Challenges:
1. Which points in time does the Old Course excerpt mention? List each one.
2. Answer these questions from the Old Course excerpt:
(a) Who is up in arms over the proposed changes?
(b) From whom did the news item come?
(c) Who commissioned Martin Hawtree?

Excerpted text:
****************

News of proposed changes to the Old Course at St. Andrews has many in the golf establishment up in arms
Published on Monday, Nov. 26, 2012 12:23PM EST
Late Friday afternoon, this item crossed the news wires from the good folks at the Open Championship.
A number of improvements are being planned to the Old Course to help maintain its challenge for the world’s top golfers ahead of the return of The Open Championship to St Andrews in 2015. Renowned golf course architect Martin Hawtree was commissioned by St Andrews Links Trust ...to assess potential changes which would enhance the challenge for elite players without unduly affecting club and visiting golfers while remaining true to the special character of the Old Course.

****************

Data excerpts:
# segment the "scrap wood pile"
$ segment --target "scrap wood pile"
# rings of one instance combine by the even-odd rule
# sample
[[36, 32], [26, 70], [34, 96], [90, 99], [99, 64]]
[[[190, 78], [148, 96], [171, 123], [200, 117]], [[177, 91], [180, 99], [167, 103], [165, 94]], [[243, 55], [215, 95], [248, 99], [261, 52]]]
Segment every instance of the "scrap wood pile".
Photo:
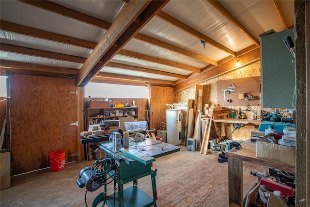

****************

Final results:
1.
- Monday, Nov. 26, 2012, 12:23PM EST
- Late Friday afternoon
- 2015

2.
(a) Many in the golf establishment.
(b) The good folks at the Open Championship.
(c) St Andrews Links Trust.